STATED PROBLEM »
The data below is to be returned in full and exactly.

[Named object pointing entries]
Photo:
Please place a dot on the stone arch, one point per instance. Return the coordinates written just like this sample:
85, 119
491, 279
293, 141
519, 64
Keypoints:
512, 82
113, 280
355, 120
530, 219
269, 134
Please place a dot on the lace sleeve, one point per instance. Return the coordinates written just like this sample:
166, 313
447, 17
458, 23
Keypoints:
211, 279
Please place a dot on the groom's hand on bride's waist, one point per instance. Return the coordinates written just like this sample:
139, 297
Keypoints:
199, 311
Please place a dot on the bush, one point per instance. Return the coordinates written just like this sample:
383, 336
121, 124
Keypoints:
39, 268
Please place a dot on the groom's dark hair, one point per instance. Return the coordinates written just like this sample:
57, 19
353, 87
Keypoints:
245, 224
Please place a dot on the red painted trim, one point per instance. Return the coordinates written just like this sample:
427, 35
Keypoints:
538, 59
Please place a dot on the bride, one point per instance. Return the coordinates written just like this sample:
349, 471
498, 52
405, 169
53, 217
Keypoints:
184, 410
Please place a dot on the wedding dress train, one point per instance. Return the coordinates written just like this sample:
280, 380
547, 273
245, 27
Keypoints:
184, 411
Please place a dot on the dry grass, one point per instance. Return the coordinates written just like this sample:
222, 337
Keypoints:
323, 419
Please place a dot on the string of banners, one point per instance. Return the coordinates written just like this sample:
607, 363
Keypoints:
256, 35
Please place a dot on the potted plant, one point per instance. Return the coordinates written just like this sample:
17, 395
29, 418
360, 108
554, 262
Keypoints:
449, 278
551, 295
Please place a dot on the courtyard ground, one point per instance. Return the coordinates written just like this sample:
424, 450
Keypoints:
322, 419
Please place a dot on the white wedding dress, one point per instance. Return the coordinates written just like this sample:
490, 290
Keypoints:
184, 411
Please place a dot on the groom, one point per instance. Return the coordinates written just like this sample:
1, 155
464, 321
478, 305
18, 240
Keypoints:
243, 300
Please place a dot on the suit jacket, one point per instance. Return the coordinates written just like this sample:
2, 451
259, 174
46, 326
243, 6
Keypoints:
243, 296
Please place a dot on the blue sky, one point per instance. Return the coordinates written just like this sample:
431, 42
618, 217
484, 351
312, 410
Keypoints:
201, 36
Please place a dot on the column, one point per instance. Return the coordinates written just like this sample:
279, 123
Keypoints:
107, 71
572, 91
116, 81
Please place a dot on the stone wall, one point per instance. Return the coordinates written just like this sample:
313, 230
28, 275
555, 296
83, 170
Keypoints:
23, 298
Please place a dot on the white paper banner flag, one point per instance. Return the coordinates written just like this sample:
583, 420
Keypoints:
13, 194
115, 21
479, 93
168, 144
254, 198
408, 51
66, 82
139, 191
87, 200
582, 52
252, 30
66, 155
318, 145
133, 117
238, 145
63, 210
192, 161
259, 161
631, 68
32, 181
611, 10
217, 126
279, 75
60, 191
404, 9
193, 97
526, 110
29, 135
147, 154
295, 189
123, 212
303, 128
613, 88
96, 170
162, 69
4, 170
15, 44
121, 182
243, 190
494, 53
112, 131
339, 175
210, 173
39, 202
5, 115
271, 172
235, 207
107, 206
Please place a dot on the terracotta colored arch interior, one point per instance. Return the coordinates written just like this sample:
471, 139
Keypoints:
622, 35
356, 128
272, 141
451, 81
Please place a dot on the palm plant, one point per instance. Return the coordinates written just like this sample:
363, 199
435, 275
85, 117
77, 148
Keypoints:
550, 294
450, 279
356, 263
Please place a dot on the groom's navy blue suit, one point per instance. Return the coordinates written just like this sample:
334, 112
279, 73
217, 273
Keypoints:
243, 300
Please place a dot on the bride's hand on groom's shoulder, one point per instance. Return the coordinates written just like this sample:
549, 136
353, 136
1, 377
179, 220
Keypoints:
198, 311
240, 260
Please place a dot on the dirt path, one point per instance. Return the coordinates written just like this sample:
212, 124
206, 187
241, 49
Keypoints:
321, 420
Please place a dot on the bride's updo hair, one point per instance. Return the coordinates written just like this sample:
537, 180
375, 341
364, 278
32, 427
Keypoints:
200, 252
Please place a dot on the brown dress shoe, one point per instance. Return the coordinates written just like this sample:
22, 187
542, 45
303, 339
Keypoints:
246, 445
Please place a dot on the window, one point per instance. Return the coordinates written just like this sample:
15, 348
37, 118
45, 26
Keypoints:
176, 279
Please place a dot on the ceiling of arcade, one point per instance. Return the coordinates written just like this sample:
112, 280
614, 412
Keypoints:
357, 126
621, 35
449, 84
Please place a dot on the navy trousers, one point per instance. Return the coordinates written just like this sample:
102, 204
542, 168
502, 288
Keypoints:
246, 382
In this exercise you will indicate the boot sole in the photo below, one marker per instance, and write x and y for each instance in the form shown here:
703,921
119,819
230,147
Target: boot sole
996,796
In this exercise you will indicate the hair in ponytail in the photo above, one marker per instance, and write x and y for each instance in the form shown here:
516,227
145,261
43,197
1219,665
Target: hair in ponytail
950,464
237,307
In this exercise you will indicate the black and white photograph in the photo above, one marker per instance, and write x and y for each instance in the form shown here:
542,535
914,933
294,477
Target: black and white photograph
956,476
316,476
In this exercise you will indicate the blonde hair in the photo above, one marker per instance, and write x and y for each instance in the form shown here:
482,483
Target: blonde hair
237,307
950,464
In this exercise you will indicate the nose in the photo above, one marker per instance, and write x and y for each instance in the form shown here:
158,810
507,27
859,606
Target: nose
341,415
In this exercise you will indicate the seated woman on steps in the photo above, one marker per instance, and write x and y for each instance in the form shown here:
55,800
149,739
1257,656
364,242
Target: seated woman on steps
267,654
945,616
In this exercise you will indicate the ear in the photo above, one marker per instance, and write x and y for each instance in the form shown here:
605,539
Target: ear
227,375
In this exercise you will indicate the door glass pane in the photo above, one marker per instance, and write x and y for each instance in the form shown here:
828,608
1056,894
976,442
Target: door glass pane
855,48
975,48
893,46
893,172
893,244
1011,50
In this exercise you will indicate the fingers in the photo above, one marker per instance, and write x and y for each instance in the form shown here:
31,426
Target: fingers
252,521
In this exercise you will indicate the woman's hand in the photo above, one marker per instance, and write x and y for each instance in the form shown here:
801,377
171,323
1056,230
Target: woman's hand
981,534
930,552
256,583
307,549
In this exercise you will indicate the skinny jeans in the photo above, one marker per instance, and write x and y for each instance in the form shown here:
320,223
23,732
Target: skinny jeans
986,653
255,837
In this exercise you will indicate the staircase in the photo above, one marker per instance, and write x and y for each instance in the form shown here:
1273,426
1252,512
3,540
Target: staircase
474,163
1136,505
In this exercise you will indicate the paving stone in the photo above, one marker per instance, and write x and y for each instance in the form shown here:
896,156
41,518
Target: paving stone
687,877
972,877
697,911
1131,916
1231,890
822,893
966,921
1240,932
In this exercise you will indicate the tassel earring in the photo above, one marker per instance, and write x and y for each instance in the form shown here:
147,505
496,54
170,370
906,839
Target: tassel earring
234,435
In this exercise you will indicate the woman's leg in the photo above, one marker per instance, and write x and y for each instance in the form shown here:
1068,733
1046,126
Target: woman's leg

RESPONSE »
Photo:
Please place a dot on the stone arch, one point per instance. Return the coordinates written just like this sample:
85, 119
491, 279
293, 141
519, 64
Keypoints:
512, 82
113, 280
355, 120
530, 219
269, 134
Please place a dot on the lace sleeve, one point per instance. Return the coordinates written just like this sample:
166, 313
447, 17
458, 23
Keypoints:
211, 279
Please place a dot on the groom's hand on bride's waist, one point per instance. Return the coordinates written just like this sample:
139, 297
Keypoints:
199, 311
Please place a dot on the bush, one point per instance. Return the coordinates written just like this sample:
383, 336
121, 124
Keypoints:
39, 268
Please place a dot on the groom's dark hair, one point per instance. Return the coordinates written just like this sample:
57, 19
353, 87
Keypoints:
245, 224
Please place a dot on the red painted trim, one point per instance. Return the coordinates written just like this sample:
427, 35
Keypoints:
538, 59
Please place a dot on the bride, one point per instance. Return the coordinates written just like this sample:
349, 471
498, 52
405, 169
53, 217
Keypoints:
184, 410
Please place a dot on the wedding dress train, one point per instance. Return the coordinates written just like this sample:
280, 380
547, 273
245, 27
Keypoints:
184, 411
Please place a dot on the dry grass, one point per instance. Return the coordinates written just like this sample:
222, 337
Keypoints:
323, 419
Please place a dot on the string of banners, one point per instance. Return the coordinates written just like this sample:
607, 363
Keypoints:
256, 35
Please place a dot on the potted plant, one point per instance. Return the coordinates written just like this sample:
17, 395
29, 418
360, 108
554, 262
Keypoints:
449, 278
551, 295
Please place a dot on the courtyard ground, one point per instance. Return the coordinates written just like this sample:
424, 450
Keypoints:
322, 419
Please place a dot on the white wedding dress, one point per instance. Return the coordinates written just like this sample:
490, 290
Keypoints:
184, 411
Please place a dot on the groom, one point per instance. Return the coordinates written just like this sample:
1, 155
464, 321
478, 305
18, 240
Keypoints:
243, 300
Please place a dot on the suit jacket, one point per instance. Return the coordinates written just like this sample:
2, 451
259, 174
46, 326
243, 6
Keypoints:
243, 296
Please place a dot on the blue sky, one point per instance. Return the coordinates written just like this sample:
431, 42
618, 217
484, 351
312, 410
Keypoints:
201, 36
Please place a dot on the column, one point per instance. Return the coordinates written just like this sample:
279, 123
Keypoints:
107, 71
572, 91
116, 81
Please place a dot on the stone wall, one point per instance. Return the coordinates written just like this sample:
313, 230
28, 275
555, 296
83, 170
Keypoints:
23, 298
Please place a dot on the white paper banner flag, one point per instance. Return the coordinates written just like this sample:
583, 420
Keypoints:
13, 194
115, 21
479, 93
168, 144
254, 198
408, 51
66, 82
139, 191
87, 200
582, 52
252, 30
66, 155
318, 145
133, 117
238, 145
63, 210
192, 161
259, 161
631, 68
32, 181
611, 10
217, 126
279, 75
60, 191
404, 9
193, 97
526, 110
29, 135
147, 154
295, 189
123, 212
303, 128
613, 88
96, 170
162, 69
4, 170
15, 44
121, 182
243, 190
494, 53
112, 131
339, 175
210, 173
39, 202
5, 115
271, 172
235, 207
107, 206
Please place a dot on the terracotta colored arch interior, one point per instance. Return the coordinates written just like this sample:
471, 139
Keypoints:
622, 35
356, 128
272, 141
451, 81
Please place a dot on the palm plant, one point per instance. Return the coordinates written just like this sample:
363, 199
435, 275
85, 117
77, 148
Keypoints:
550, 294
450, 279
356, 263
Please place a dot on the groom's navy blue suit, one point per instance. Return the coordinates written just like this sample:
334, 112
279, 73
217, 273
Keypoints:
243, 300
Please place a dot on the bride's hand on groom's shoulder, one point per instance. Return the coordinates written just like this sample:
549, 136
353, 136
1, 377
179, 220
Keypoints:
198, 311
240, 260
Please place a dot on the dirt path, one point per instance. Return the coordinates written just like this sample:
212, 124
206, 187
241, 49
Keypoints:
321, 420
Please place a dot on the bride's updo hair, one point per instance. Return the coordinates written just like this sample:
537, 180
375, 341
364, 278
32, 427
Keypoints:
200, 252
Please place a dot on the brown dress shoe, one point per instance. Return the coordinates written just like this sample:
22, 187
542, 45
303, 339
Keypoints:
246, 445
Please place a dot on the window, one point per instance. Return the coordinates written just like this sample:
15, 348
37, 118
45, 26
Keypoints:
176, 279
Please place a dot on the ceiling of arcade, one point per instance. Return the coordinates written just like this sample:
112, 280
614, 412
Keypoints:
357, 126
621, 35
449, 84
Please place a dot on the navy trousers, one point per instance. Return the coordinates written just like this sample:
102, 204
542, 168
502, 288
Keypoints:
246, 382
In this exercise you will indicate the boot sole in the photo below, one marker per instance, and write x and y for each instance in the form shown here:
703,921
119,819
230,147
Target: boot sole
996,796
In this exercise you will indicate the hair in ponytail in the photo above, one marker per instance, and write x and y for each instance in the form shown here:
516,227
145,261
43,197
1219,665
Target: hair in ponytail
950,464
237,307
In this exercise you will indicate the black and white photograph in the photo above, one marker per instance, and write x and y for each instance in the form shown here:
542,535
914,933
294,477
Target: black and white photograph
956,476
316,476
In this exercise you will indicate the blonde hair in the photo above, one marker per instance, and write x and y for each instance in the form shown here:
482,483
Target: blonde hair
237,307
950,464
In this exercise you will indicate the nose in the photo above, one marker per instance, and write x and y for each instance in the form shown here:
158,810
507,27
859,606
Target: nose
341,415
In this exercise you will indicate the seated woman on steps in the photo above, one marker per instance, and write x and y for each instance in the form shown here:
55,800
149,739
1257,656
364,242
Target: seated woman on steps
267,654
945,616
In this exercise you will indicate the ear in the photo above, one marker per instance, and write x and y for each instance in the form shown here:
605,539
Target: ear
227,375
In this exercise you will indicate the door glass pane in the photo above, one marker per instance, and write x and y for each instance in the form shown here:
828,608
1056,894
976,442
Target: door glass pane
855,48
975,48
893,46
893,172
893,244
1011,50
In this exercise you will indicate the fingers in the photo above, one marker per instance, and write x and y for each instance in the form shown here:
31,426
Target: fingers
252,521
In this exercise you will indicate the woman's hand in the photo above, one marker per instance, and write x and y for each instance in the form shown here:
801,377
171,323
1056,230
Target: woman's hand
981,534
930,552
256,583
307,549
In this exercise you will indicate the skinny jeans in the photo above, one marker per instance, and write x and y for each instance in the form shown here:
320,223
23,732
Target: skinny jeans
986,653
255,837
In this exercise you will indicate the staircase in the photo above, one marker per instance, and write x and y for each instance in the form shown here:
1273,426
1252,512
3,540
Target: staircase
474,163
1136,505
In this exercise you will indicate the paving stone in the photo above, one marker per instance, and write x and y for each instance in the form shown here:
896,156
41,518
Target: paving stone
687,877
972,877
697,911
1131,916
1231,890
822,893
966,921
1240,932
In this exercise you will indicate the tassel earring in the photo above, one marker per instance, and write x and y for each instance in the form shown here:
147,505
496,54
170,370
906,839
Target: tassel earring
234,435
In this exercise you will indicate the woman's leg in the photo above, one marker per instance, and write x and y for each instance in the form shown here:
1068,733
1046,126
Target: woman's leg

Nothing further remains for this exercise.